### Problem
In the records below, how many lines hold the word "jacket"? Give only the number.

#### Records supplied

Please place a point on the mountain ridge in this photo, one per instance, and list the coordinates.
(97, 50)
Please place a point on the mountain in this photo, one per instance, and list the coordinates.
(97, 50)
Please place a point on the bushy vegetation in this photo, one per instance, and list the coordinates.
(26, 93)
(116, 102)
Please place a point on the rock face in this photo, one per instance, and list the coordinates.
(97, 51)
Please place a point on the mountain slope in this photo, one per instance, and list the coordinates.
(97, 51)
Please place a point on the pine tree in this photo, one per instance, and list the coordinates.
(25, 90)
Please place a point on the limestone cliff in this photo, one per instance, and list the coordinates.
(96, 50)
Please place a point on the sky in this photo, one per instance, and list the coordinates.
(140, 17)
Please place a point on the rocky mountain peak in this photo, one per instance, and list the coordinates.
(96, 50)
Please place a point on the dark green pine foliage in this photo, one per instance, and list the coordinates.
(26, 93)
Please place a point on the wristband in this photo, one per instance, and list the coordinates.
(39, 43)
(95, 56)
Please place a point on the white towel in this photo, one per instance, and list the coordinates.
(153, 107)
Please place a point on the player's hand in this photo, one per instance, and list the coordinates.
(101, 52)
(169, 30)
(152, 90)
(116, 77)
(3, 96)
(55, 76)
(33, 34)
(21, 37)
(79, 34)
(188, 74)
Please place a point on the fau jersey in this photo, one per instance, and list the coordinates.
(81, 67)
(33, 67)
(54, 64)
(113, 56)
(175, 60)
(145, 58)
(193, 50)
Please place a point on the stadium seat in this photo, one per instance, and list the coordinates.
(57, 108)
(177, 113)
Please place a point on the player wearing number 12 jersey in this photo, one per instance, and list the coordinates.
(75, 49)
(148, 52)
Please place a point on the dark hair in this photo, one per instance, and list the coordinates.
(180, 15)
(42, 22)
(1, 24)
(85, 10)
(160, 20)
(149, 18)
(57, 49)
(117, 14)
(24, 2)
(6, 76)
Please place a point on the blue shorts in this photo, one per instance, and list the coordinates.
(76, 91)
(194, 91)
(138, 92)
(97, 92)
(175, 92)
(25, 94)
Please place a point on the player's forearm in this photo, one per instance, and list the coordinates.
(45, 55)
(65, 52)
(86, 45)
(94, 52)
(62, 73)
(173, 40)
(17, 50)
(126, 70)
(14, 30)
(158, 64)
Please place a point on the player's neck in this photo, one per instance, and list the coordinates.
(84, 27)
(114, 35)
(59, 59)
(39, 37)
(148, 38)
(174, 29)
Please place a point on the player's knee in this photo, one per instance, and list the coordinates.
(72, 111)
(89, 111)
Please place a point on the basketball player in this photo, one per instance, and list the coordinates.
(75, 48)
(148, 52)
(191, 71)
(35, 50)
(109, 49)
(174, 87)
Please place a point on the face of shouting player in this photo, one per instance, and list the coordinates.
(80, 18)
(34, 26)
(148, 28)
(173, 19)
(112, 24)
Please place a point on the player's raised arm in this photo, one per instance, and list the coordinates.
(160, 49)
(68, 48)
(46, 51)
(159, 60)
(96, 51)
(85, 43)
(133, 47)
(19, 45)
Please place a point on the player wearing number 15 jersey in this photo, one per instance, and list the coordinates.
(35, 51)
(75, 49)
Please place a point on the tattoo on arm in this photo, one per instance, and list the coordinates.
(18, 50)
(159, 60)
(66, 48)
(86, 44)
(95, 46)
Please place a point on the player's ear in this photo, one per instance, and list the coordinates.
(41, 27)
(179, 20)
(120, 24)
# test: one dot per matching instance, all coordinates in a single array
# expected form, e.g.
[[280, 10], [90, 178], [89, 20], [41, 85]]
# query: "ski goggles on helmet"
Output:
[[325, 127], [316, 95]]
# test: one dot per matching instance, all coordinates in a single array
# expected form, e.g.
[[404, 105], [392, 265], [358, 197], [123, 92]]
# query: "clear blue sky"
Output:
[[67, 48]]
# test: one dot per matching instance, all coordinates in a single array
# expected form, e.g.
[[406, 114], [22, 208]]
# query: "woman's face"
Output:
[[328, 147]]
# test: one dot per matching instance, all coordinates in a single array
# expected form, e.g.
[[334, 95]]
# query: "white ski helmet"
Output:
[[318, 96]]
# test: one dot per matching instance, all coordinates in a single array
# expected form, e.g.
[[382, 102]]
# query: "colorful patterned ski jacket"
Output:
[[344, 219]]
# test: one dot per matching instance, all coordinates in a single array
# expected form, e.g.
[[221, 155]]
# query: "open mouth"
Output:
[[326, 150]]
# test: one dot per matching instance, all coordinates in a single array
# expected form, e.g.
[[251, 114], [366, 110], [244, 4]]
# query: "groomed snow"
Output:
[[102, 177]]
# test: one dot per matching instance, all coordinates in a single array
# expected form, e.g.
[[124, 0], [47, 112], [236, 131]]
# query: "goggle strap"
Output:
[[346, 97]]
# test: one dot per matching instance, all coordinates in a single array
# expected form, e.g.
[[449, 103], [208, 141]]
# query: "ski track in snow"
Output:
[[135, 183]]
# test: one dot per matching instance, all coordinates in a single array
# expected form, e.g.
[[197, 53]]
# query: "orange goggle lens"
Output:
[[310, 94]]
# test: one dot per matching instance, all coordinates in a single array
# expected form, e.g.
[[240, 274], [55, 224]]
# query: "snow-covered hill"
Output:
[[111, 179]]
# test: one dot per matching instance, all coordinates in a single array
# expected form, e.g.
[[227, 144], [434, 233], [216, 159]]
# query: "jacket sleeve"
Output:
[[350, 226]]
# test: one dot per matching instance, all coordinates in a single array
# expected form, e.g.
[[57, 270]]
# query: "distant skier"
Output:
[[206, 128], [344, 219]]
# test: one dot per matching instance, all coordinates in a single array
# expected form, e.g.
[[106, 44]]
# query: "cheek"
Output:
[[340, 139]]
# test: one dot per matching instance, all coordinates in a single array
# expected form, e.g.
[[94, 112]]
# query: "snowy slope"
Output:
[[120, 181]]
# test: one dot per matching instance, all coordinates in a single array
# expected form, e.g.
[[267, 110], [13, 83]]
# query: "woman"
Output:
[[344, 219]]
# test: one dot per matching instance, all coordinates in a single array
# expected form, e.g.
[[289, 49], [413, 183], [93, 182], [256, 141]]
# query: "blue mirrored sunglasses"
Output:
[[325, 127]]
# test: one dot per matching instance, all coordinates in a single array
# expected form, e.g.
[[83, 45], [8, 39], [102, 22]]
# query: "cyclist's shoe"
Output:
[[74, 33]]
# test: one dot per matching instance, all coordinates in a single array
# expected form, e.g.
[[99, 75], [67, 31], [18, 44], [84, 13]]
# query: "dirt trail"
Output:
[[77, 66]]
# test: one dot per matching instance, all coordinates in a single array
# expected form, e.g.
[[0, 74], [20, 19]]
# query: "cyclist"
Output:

########

### Result
2